Action item:
Search the entries for lines that contain the word "snow", and report each one found.

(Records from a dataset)
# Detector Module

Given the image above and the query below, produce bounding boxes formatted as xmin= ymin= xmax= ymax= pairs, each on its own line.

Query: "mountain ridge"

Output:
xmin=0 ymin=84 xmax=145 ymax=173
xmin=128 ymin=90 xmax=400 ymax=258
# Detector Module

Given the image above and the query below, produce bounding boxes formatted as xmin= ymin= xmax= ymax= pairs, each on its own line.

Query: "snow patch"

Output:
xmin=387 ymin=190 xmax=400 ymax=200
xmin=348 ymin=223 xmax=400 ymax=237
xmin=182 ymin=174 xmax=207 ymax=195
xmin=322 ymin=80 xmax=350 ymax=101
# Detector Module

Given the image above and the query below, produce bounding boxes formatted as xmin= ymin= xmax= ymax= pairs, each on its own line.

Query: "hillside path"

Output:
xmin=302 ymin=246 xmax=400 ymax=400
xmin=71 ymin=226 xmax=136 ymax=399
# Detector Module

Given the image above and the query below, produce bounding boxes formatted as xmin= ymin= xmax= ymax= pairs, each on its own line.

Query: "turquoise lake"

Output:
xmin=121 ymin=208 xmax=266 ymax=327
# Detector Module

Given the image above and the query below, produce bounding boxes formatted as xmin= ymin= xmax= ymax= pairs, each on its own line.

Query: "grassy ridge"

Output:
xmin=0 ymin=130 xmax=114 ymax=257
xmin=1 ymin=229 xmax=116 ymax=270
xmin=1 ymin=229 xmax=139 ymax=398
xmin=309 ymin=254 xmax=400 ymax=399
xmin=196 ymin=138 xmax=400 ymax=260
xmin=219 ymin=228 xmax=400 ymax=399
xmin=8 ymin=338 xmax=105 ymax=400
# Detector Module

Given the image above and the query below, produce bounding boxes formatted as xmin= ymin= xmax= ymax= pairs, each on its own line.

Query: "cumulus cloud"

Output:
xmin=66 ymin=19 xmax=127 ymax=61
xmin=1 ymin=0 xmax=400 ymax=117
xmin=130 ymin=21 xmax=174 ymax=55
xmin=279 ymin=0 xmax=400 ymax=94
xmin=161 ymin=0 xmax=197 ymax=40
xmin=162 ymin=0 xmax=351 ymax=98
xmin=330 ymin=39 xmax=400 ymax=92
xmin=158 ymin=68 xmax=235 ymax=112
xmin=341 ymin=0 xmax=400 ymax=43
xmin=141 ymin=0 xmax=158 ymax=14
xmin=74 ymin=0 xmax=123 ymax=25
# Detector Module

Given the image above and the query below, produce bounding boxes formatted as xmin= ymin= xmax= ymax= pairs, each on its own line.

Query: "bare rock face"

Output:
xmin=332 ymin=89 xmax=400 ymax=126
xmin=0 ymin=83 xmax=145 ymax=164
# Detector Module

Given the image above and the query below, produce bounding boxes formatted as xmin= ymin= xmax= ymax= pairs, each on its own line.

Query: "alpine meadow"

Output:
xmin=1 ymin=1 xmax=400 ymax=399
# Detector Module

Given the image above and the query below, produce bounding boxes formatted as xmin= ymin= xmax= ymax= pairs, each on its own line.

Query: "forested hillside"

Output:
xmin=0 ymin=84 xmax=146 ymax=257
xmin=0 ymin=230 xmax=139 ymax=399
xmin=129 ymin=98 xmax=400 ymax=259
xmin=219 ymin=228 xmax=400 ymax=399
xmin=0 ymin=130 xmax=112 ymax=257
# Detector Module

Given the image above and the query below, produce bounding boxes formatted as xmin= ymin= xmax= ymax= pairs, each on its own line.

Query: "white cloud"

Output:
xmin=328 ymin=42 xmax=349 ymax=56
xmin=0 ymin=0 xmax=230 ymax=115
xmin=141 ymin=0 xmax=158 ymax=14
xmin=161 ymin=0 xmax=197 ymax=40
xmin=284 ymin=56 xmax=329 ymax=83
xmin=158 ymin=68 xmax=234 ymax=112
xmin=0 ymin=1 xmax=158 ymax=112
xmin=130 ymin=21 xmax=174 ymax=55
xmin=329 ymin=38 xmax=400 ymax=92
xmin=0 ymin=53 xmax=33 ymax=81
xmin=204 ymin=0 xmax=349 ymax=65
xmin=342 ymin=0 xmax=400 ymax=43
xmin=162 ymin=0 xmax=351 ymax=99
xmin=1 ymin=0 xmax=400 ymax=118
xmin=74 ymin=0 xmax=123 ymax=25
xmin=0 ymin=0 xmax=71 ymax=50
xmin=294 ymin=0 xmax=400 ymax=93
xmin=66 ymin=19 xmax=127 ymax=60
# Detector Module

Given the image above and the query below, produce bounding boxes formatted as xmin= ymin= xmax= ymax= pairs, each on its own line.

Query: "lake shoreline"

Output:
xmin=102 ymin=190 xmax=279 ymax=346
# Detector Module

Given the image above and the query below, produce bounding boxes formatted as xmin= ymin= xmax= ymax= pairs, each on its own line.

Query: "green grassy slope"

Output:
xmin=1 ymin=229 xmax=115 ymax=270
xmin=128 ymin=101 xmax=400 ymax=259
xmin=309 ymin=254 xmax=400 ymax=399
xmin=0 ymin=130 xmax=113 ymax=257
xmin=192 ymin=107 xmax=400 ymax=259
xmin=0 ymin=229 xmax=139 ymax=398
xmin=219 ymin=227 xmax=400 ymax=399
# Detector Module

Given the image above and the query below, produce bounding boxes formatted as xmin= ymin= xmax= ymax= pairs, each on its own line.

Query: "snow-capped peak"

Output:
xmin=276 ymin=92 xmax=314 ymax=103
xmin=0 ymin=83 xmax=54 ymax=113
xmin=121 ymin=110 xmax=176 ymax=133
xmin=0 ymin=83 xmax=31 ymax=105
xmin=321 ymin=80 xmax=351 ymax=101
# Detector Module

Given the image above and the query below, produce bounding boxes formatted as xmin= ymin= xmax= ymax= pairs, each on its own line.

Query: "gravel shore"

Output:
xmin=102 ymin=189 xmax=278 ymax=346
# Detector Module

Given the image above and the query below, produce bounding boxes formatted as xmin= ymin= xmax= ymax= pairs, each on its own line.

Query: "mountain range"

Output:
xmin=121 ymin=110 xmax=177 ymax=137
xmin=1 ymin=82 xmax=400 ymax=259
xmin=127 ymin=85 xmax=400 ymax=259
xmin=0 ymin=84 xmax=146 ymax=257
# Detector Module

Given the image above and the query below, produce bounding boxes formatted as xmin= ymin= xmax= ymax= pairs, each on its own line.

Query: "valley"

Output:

Response to this task:
Query: "snow patch"
Query: "snow-capped peak"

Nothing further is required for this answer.